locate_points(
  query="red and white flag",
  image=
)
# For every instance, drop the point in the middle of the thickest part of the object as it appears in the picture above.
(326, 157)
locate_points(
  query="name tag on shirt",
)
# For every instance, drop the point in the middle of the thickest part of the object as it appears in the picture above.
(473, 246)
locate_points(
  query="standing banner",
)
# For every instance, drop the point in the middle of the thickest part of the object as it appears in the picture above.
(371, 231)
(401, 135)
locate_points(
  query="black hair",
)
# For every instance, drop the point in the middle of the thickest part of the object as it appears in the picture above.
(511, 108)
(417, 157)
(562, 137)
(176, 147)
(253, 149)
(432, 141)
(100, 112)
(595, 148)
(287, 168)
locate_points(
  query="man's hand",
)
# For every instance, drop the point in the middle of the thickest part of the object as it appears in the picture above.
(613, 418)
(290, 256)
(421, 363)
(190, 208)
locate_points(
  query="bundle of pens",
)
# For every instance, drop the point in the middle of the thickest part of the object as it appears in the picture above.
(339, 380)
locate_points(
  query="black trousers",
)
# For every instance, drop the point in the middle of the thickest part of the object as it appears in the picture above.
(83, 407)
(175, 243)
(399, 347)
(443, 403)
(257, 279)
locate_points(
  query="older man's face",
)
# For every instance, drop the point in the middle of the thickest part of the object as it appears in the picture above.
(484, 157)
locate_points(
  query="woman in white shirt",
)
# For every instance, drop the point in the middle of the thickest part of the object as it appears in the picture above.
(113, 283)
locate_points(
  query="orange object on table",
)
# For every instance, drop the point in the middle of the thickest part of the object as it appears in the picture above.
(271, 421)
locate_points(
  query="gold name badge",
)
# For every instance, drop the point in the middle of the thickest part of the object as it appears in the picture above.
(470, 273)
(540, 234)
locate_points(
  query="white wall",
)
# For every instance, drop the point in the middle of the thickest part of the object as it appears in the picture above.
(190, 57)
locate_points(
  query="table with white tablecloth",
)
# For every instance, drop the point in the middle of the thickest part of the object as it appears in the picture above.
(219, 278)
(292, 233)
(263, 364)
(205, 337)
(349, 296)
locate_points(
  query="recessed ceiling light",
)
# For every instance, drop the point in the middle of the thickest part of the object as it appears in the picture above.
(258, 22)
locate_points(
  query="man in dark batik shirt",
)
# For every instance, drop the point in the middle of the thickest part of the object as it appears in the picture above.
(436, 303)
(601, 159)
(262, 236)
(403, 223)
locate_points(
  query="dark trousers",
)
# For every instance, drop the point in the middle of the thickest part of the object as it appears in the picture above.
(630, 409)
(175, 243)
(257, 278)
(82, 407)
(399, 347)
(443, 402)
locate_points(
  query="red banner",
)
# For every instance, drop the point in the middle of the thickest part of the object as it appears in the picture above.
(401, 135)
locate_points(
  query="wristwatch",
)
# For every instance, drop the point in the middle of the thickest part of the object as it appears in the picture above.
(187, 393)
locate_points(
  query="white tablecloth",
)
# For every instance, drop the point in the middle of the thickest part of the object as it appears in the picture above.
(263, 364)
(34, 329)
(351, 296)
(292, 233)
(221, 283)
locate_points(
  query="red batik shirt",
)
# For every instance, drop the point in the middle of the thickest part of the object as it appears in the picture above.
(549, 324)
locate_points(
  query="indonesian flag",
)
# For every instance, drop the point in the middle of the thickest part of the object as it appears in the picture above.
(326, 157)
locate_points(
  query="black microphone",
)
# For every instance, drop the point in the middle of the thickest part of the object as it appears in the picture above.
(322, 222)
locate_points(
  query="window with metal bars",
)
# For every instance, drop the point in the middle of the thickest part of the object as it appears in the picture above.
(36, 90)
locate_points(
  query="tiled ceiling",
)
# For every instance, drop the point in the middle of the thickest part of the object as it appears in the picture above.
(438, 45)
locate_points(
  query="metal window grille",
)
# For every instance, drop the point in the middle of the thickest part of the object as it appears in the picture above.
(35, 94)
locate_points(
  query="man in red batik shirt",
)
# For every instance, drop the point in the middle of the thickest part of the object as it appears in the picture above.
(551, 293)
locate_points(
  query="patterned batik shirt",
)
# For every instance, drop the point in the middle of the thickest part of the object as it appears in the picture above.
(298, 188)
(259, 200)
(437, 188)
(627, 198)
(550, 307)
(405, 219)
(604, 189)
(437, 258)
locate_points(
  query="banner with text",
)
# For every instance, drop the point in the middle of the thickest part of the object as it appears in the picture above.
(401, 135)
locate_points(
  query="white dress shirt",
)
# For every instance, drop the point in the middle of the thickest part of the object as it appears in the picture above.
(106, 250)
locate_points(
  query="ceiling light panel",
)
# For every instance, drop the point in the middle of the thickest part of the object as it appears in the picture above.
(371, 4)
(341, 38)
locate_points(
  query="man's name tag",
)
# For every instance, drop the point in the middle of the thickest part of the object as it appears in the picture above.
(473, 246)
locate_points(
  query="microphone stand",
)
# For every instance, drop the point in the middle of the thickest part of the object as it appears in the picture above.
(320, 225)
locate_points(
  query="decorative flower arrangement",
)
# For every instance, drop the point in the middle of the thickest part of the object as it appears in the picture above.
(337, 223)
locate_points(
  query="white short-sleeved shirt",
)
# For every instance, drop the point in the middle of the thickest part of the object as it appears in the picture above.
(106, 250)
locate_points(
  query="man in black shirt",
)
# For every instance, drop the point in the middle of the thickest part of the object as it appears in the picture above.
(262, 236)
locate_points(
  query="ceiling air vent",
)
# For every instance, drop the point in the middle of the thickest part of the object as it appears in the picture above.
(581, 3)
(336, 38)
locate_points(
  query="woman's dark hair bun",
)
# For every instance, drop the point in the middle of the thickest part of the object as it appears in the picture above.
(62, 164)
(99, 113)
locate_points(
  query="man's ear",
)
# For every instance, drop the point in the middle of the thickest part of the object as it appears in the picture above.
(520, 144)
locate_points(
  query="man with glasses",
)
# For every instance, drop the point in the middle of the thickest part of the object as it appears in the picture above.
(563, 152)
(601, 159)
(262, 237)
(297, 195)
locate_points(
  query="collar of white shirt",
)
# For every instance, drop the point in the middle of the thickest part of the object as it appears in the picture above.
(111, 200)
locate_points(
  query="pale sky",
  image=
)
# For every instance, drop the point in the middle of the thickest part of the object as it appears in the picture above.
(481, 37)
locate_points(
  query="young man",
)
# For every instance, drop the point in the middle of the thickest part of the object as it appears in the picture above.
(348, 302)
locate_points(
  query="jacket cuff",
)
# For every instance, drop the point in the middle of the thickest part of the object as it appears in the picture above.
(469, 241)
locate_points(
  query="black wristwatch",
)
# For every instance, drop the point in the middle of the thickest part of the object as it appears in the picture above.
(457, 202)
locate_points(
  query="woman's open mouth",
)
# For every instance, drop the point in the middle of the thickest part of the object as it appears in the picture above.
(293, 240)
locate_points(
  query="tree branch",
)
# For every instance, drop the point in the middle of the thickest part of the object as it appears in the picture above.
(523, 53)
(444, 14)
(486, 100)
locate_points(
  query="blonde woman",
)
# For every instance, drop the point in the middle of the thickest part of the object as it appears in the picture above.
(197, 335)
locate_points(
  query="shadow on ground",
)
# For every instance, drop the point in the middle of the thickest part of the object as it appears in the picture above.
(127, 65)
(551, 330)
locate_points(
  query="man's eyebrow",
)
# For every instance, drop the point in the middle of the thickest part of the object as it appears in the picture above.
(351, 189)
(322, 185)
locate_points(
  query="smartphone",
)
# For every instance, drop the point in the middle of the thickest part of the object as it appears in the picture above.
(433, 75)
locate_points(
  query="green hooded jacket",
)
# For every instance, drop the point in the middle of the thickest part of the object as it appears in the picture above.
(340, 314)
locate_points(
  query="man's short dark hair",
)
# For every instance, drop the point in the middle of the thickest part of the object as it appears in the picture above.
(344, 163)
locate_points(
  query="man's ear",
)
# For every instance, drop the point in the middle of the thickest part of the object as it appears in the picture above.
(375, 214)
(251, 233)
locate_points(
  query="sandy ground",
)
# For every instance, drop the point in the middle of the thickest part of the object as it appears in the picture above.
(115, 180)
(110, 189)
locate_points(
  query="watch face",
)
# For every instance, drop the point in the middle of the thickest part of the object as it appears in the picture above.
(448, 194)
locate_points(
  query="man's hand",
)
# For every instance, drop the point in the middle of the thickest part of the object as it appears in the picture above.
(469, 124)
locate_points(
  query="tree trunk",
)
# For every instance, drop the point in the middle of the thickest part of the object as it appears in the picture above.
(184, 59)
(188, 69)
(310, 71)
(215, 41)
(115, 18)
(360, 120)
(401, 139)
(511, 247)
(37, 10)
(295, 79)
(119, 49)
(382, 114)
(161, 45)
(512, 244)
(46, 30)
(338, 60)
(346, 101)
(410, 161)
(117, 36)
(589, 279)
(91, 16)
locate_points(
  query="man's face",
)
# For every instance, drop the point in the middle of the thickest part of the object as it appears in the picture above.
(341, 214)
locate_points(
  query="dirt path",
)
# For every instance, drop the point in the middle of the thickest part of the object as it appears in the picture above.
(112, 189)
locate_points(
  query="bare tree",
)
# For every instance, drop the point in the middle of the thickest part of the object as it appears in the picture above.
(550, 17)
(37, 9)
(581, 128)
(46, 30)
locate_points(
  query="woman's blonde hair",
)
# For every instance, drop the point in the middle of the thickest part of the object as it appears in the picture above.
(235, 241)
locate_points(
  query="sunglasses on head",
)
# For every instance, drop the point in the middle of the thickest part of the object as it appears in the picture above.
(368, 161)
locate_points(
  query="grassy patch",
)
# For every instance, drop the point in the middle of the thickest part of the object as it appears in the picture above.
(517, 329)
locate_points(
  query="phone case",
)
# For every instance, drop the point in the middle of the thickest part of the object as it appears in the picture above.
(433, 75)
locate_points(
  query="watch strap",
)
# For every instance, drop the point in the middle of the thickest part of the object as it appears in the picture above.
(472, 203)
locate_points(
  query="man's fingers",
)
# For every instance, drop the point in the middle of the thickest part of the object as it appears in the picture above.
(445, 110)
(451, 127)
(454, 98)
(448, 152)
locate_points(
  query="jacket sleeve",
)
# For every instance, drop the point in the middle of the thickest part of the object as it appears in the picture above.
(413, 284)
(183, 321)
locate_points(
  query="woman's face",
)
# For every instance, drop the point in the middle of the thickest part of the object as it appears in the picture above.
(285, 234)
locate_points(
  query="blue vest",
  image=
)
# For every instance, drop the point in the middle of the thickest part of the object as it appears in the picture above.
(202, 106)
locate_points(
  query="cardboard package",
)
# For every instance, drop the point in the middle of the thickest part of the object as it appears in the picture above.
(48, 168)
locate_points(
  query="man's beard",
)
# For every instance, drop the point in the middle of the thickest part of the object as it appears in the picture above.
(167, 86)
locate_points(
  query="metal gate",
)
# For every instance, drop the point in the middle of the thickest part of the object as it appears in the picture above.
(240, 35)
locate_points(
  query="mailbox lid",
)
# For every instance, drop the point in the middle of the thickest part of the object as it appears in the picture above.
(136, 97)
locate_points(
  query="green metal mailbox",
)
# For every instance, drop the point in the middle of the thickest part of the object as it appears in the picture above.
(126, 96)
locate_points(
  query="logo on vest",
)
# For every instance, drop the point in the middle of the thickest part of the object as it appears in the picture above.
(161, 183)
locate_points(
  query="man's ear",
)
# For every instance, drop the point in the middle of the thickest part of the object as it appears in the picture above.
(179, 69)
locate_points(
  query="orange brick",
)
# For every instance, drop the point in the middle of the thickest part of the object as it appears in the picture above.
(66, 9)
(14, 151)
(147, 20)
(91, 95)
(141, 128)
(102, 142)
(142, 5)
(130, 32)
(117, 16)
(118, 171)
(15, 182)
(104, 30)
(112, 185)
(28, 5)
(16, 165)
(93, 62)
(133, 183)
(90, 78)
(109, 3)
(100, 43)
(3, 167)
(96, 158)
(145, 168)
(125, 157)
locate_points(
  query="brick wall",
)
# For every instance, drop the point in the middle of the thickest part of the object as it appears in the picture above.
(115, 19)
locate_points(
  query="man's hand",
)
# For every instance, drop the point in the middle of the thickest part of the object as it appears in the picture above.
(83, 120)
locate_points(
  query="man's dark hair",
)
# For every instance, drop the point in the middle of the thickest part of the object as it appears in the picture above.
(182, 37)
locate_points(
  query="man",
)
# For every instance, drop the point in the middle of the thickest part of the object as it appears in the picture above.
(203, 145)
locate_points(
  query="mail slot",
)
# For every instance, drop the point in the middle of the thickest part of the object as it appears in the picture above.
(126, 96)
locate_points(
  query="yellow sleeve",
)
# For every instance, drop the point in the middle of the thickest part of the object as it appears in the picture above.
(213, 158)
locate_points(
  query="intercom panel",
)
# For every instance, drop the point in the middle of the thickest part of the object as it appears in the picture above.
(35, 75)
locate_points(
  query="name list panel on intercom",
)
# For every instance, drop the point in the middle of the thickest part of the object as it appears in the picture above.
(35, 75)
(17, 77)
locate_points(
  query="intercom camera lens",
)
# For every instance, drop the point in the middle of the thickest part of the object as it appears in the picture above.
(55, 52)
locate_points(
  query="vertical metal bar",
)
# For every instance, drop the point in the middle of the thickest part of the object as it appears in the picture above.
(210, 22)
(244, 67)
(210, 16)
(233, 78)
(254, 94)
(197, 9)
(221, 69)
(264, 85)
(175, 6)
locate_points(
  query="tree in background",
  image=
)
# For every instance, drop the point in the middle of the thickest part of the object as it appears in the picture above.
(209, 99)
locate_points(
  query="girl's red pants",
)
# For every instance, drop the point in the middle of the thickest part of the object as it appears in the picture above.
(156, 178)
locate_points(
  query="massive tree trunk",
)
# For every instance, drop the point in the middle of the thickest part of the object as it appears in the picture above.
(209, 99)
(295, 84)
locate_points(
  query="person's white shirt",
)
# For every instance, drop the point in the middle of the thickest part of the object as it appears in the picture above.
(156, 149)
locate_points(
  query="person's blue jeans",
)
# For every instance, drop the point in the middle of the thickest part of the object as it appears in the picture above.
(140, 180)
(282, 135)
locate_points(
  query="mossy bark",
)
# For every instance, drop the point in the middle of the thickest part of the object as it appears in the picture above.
* * * * * * *
* _Stated goal_
Please state how many lines in the listing above contain the word "person", giving only the number.

* _Complete response_
2